Start of SUPPLIED DATA

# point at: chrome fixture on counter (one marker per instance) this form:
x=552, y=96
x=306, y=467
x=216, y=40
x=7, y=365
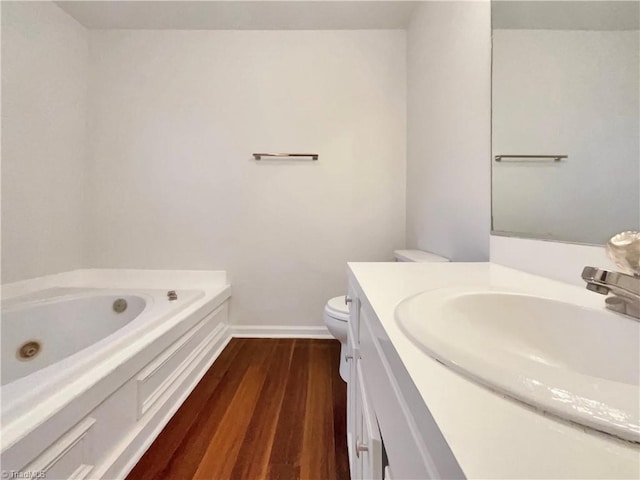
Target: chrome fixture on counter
x=624, y=250
x=624, y=289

End of SUPPLIED DATA

§ **WHAT YOU ARE ASKED TO DO**:
Write out every line of the material above as a numbered list, skipping any blank lines and leaving out the pictures.

§ **ANSWER BELOW**:
1. # point at: chrome fixture on counter (one marker per instance) this form:
2. x=552, y=96
3. x=306, y=467
4. x=216, y=40
5. x=7, y=365
6. Target: chrome fixture on counter
7. x=624, y=250
8. x=624, y=289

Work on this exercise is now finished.